▶ BRANO FORNITO
##########
Allo stesso modo, Clini ha fatto approvare il decreto che prevede il trattamento dei rifiuti romani negli impianti TMB della provincia: Albano, Castelforte, Colfelice e Viterbo, piccoli Comuni che hanno iniziato così a ricevere parte delle 1500 tonnellate di rifiuti “tal quale” che gli impianti della capitale non riuscivano più a trattare. Territori sacrificati all’emergenza.

Campania e Lazio vivono fasi parallele anche dal punto di vista delle mobilitazioni in atto: proprio in un periodo di forte rinvigorimento delle proteste dei comitati campani legate all’inceneritore di Giugliano, il «totodiscarica» laziale si ferma su Falcognana per la scelta del sito del post Malagrotta e da questo terrutorio parte la mobilitazione che sabato 21 settembre porterà in corteo da Piazza della Repubblica a Ss. Apostoli comitati e movimenti di Roma e Provincia “contro tutte le devastazioni territoriali”. Un corteo unitario che unisce le vertenze di chi si oppone alla nuova discarica romana a quelle di chi da anni lotta contro gli inceneritori di Albano e Colleferro, ai comitati della Valle Galeria, Fiumicino, Guidonia. Sarà un momento di verifica importante sullo stato di avanzamento che movimenti e comitati hanno raggiunto rispetto alla capacità di esprimere mobilitazioni unitarie su un tema che se, da un lato, è inevitabilmente legato al dato geografico e alla capacità di resistenza e mobilitazione delle comunità locali interessate, dall’altro, ha dimostrato negli anni e nel caso campano che solo un processo di soggettivazione unitaria in grado di creare scambio e coordinamento tra le singole lotte ha possibilità di incidere.

In tal senso, una chiave di lettura trasversale è sicuramente quella del rischio sanitario legato all’esposizione a rifiuti, discariche e inceneritori, ciò che motiva e accomuna le mobilitazioni ben oltre il dato visibile del disastro ambientale sul singolo territorio; anche in questo caso, Lazio e Campania potrebbero farsi portatrici di un ragionamento comune.

Il progetto SENTIERI (Studio Epidemiologico Nazionale dei Territori e degli Insediamenti Esposti a Rischio da Inquinamento) dell’Istituto Superiore di Sanità, che ha mappato 44 dei 57 siti compresi del Programma Nazionale Bonifiche, oltre a Giugliano, nell’aria di Caserta e Napoli, litorale domizio-flegreo e agro aversano, elenca più di 50 comuni, per i quali si legge nel rapporto: «Il Decreto di perimetrazione del Sin elenca la presenza di discariche. Nel Sin sono stati osservati eccessi della mortalità in entrambi i generi per tutti i principali gruppi di cause, con eccessi di mortalità per il tumore polmonare, epatico e gastrico, del rene e della vescica. I risultati hanno, anche, mostrato un trend di rischio in eccesso all’aumentare del valore dell’indicatore di esposizione a rifiuti per la mortalità generale».
##########
▶ RECORD DEL DATASET
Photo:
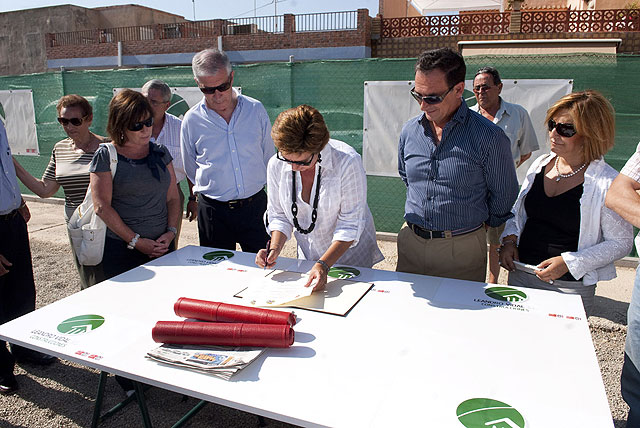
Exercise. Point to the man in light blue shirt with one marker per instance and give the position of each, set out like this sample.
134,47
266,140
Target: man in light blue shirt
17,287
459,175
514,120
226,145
##########
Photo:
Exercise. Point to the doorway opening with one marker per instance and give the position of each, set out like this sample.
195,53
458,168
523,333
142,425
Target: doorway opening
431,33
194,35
##########
▶ CONSEGNA 1
Riscrivi il brano, tutto da "Allo stesso modo, Clini" giù fino a "Territori sacrificati all’emergenza.", mettendo "piccoli paesi" al posto di "piccoli Comuni".
▶ CONSEGNA 2
Per ogni affermazione, di' se concorda con il brano rispondendo sì o no e riportando le parole del brano che lo decidono: (a) il corteo del 21 settembre parte da Piazza della Repubblica; (b) il progetto SENTIERI ha mappato tutti i 57 siti del Programma Nazionale Bonifiche; (c) tra gli impianti TMB della provincia c'è anche quello di Viterbo.
Il materiale non ha niente a che fare con il brano.

▶ LA TUA SOLUZIONE 1
Allo stesso modo, Clini ha fatto approvare il decreto che prevede il trattamento dei rifiuti romani negli impianti TMB della provincia: Albano, Castelforte, Colfelice e Viterbo, piccoli paesi che hanno iniziato così a ricevere parte delle 1500 tonnellate di rifiuti “tal quale” che gli impianti della capitale non riuscivano più a trattare. Territori sacrificati all’emergenza.

▶ LA TUA SOLUZIONE 2
(a) Sì: "porterà in corteo da Piazza della Repubblica a Ss. Apostoli".
(b) No: "ha mappato 44 dei 57 siti".
(c) Sì: "Albano, Castelforte, Colfelice e Viterbo".